▸ **Your instructions**
Continue the forum thread about the Infogalactic encyclopedia fork from its last sentence.

▸ **Text**
The problem for forks is to get enough users to keep up with ongoing events. For example, according to Infogalactic, Leonard Cohen is still alive: https://infogalactic.com/info/Leonard_Cohen

The Chicago Cubs haven't won a World Series since 1908: https://infogalactic.com/info/Chicago_Cubs

Without enough users, a snapshot of Wikipedia will quickly decay into unreliability. Most pages don't become inaccurate that fast, but you can't know if the page you're reading is one of them or not.


Surely a lower volume fork of wikipedia could somehow incorporate upstream changes in a more or less automated way? It seems like a site serious about doing this would work on some kind of moderated conflict resolution system for when it does happen, but the vast majority of pages would presumably not need it.


It's in the works. Forking something the size of wikipedia is a serious undertaking, not to mention the rickety pile of code it's built on. It's still early days.


Yeah this seems like a great use of hg update nightly.


This looks interesting, but I'm a bit iffy on a few things.

First of all is the perspectives filtering by relativity rating, which, while not yet implemented, is on the roadmap and seems to be an important future part of this encyclopedia. This idea seems to be an attempt to be more inclusive of people with various political views. This looks like a pretty big gamble to me, because it's not at all clear that this solution won't cause its own set of problems, or even work at solving the problem it purports to solve. The relativity ratings being on a one-dimensional political Left to political Right scale doesn't help my perspective on this, either.

There also seems to be some stuff about advertising in the info pages I read, which does not sound like a good thing. And the "Corelords" being corporate sponsors who oversee the editing of pages in their industry sounds pretty dangerous for an encyclopedia. But it's not clear how all this will work from what I've read, so it might be innocuous. Does anyone know more about this?

Then there are more cosmetic things, like the name being "Infogalactic", and the non-standard names for editors and admins, who are called "Galaxians" and "Starlords" respectively. These are harder to remember, and it's geeky in a sci-fi sort of way that's a bit off-putting to those of us who aren't big fans of sci-fi.

I do like that it's gamified a bit with a level system, though.

Anyone care to share their own perspective on this?


While their current focus does seem and probably should be on politics due to the wide reach of that topic, I think the idea of perspectives in general is a great idea for such an encyclopedia. The problem, in my view, that leads to the culture of deletionism at Wikipedia is the inability for one article to coherently explore all aspects and interpretations of a topic, so editors start deleting all but the parts they care about. Facts that are relevant to one perspective are not relevant to another. For example, Jesus-the-historical-figure is a different topic from Jesus-the-religous-figure.

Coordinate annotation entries
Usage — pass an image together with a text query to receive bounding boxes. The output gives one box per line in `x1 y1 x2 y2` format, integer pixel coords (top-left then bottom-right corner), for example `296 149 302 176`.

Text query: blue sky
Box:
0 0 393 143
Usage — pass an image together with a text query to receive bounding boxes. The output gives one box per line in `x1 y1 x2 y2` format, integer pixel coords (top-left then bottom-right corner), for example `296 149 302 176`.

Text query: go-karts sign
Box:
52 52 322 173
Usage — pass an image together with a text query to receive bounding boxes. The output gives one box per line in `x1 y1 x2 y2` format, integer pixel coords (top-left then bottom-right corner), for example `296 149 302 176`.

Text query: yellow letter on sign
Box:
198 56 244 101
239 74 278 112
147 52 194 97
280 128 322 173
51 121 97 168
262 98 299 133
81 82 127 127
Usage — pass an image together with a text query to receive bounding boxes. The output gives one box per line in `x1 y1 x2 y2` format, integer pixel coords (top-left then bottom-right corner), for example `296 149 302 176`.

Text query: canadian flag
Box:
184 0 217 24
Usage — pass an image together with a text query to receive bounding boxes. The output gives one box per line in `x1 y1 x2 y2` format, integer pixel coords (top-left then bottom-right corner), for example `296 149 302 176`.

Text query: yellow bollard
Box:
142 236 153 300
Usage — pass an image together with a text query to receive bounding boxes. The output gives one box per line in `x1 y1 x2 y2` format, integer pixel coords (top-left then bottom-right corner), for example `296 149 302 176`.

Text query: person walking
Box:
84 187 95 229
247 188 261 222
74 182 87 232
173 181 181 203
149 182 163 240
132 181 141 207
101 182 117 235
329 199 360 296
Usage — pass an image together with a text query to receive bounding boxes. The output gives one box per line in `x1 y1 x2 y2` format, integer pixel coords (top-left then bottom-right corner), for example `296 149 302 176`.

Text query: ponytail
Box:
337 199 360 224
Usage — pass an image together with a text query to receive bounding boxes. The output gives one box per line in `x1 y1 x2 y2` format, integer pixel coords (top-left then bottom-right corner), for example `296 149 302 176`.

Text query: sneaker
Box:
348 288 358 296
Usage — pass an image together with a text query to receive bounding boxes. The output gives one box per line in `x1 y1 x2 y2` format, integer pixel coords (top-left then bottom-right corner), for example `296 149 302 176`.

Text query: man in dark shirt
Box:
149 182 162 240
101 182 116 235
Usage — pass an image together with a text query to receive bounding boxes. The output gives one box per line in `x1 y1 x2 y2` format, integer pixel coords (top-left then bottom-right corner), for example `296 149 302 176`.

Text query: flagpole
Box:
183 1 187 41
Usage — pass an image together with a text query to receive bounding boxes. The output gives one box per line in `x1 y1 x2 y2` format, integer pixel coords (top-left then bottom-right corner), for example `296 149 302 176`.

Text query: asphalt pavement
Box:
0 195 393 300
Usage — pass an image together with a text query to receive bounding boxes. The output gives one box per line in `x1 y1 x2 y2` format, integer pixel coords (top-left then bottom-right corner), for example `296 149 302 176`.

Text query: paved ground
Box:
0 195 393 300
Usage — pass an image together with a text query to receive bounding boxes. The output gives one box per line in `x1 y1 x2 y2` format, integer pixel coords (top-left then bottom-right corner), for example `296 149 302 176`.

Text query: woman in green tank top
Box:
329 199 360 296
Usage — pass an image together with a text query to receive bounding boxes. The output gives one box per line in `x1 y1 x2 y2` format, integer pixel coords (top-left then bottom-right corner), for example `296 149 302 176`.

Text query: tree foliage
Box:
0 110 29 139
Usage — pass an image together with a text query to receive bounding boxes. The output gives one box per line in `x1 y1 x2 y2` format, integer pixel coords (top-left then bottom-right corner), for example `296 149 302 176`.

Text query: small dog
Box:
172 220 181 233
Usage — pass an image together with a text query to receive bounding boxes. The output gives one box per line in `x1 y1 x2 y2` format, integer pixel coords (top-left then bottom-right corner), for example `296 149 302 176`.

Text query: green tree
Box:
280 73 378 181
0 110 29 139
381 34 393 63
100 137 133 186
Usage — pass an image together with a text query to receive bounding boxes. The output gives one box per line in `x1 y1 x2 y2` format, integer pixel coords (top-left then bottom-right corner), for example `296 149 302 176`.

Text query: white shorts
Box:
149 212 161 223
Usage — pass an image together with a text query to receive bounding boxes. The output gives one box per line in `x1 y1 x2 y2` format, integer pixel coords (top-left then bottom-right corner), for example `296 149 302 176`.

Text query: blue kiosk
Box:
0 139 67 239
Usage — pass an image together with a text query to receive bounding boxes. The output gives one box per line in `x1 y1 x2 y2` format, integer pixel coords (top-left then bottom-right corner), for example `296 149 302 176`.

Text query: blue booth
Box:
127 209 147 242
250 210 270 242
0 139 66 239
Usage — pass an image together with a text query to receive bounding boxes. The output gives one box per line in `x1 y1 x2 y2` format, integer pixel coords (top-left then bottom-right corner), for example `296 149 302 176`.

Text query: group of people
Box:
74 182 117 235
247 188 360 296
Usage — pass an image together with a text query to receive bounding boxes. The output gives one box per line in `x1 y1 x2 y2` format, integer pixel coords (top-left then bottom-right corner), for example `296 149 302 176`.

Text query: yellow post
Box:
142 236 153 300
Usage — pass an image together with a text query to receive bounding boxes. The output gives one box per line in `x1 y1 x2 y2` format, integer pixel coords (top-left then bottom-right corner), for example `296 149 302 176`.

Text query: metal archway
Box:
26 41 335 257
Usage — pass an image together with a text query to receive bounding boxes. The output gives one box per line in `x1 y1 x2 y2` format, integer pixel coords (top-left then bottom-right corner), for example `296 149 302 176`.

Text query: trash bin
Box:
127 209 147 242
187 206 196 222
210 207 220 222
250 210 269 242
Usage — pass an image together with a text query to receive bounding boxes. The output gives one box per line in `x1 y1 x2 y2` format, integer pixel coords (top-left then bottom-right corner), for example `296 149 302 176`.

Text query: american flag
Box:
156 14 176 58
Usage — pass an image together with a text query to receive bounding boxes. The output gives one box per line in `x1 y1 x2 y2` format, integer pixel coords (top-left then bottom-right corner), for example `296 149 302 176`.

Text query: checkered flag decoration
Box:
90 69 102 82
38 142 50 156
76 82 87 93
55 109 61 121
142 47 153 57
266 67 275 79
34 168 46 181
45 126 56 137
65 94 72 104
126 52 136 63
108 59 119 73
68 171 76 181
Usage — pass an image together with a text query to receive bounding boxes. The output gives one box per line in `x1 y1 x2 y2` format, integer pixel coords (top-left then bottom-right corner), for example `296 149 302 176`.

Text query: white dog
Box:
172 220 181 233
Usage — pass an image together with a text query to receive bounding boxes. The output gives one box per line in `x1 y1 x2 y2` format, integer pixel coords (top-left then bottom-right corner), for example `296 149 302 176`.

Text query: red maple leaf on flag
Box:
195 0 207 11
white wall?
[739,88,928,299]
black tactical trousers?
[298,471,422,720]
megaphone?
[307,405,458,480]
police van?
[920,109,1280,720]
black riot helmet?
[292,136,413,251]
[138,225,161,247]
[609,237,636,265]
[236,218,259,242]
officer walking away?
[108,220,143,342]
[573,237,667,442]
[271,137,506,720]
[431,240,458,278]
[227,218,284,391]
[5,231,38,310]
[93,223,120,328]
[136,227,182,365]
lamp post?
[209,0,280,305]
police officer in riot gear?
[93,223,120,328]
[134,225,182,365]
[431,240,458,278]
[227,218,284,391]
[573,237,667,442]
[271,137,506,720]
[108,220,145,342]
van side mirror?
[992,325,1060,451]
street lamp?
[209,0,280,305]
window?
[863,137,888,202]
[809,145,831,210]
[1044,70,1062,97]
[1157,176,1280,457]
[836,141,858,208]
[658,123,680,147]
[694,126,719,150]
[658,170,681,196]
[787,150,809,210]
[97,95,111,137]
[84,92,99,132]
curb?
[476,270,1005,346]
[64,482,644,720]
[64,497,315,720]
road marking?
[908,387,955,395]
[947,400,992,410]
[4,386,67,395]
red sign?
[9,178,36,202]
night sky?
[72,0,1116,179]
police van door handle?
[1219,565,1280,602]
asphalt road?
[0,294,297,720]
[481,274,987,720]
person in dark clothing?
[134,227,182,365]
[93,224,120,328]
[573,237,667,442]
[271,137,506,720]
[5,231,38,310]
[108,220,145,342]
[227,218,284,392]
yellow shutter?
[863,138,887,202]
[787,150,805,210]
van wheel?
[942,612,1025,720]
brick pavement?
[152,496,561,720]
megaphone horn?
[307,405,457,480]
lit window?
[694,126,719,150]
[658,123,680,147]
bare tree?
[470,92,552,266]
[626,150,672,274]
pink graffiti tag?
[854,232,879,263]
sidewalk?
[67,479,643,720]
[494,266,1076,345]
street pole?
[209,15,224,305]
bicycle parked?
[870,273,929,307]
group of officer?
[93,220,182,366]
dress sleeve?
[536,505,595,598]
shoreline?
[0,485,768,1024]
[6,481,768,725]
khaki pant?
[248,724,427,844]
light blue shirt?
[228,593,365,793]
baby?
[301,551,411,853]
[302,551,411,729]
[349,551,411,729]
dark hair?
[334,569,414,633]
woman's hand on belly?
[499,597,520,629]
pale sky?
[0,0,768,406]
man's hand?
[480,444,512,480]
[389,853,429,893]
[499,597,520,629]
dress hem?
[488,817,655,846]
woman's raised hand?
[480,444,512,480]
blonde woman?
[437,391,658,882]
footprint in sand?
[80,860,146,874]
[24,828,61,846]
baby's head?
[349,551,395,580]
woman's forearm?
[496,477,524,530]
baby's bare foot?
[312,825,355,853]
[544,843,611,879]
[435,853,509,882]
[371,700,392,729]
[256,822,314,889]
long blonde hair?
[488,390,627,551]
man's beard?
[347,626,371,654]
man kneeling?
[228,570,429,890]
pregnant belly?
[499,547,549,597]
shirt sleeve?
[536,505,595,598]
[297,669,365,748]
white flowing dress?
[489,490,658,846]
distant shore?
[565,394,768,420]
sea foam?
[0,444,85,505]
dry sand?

▸ **Result of the task**
I think the way Infogalactic solves the problem it is trying to solve is that people no longer have to argue if a particular fact is worth including in an article and have an edit war. It opens up a third option of recognizing that including or not depends on the circumstances of what the reader is looking for. I'm not sure what potential new problems you are thinking of.

As for corporate sponsors, they are bound by the same rules as the rest. I don't think explicitly recognizing corporate interest in the topic would be worse than trying to have an objective page which would probably be subverted anyway.

As for terminology, I don't see how "Infogalactic" as a name is more confusing to new users than "Wikipedia". Most people didn't know what "wiki" meant before Wikipedia. And I don't think new contributors would really have a problem figuring out "Galaxians" and "Starlords" with the obvious context.


wow a wiki fork is amazing. its been needed for a while too.


Out of curiousity, have there been any other forks that have focused on editing the content? I mean, I know there's a bajillion wikipedia mirrors that are just trying to get page views for cheap, but have there been any other forks that are actually trying to bootstrap from Wikipedia and make changes to the underlying content?

As I sometimes mention, informally studying the effects of code structure on community creation is a bit of a long-running hobby of mine, and I'd be intrigued to see any other extant examples of a wikipedia fork.


It's also extremely unlikely to ever get enough traction to steal even a tiny fraction of wikipedia's user base.


That fork by Vox Day? I'm not sure I want to associate with that.


What was the name of the article you created? The deletion log shows nothing for "rsync.net". [1]

[1] https://en.wikipedia.org/w/index.php?title=Special:Log&type=...


I didn't find any evidence of Rsync in the Cloud Storage edit history, but there is evidence that Rsync was added to the Comparison of Online Backup Services article on November 11, 2015.

It was reverted less than an hour later with the comment "Thanks for the addition, but as wikipedia is not a directory, please limit the list to services with wikipedia articles." So it's at least plausible that he tried to create an article for Rsync.

https://en.wikipedia.org/w/index.php?title=Comparison_of_onl...

Edit: I initially thought you couldn't search for deletions older than a year. I was mistaken.


"Deletion records go back only a year"? Could you explain what you mean by this? Here, for instance, is an AfD log I cited several years ago on HN; it works fine, as I presume do all the AfD logs for every page deleted through the normal deletion process on WP:

https://en.wikipedia.org/wiki/Wikipedia:Articles_for_deletio...


My mistake, I tried using just a year in the search results and got older results, so I don't really know what the restrictions on the search are.

I wasn't able to bring up any pages from earlier than 12 months ago without putting in a specific year. I tried using Wikipedia pages that I have bookmarked in the past but no longer exist. I understood this to mean that I couldn't access older deletions, because of the following line on the page:

> Below is a list of recent deletions and restorations.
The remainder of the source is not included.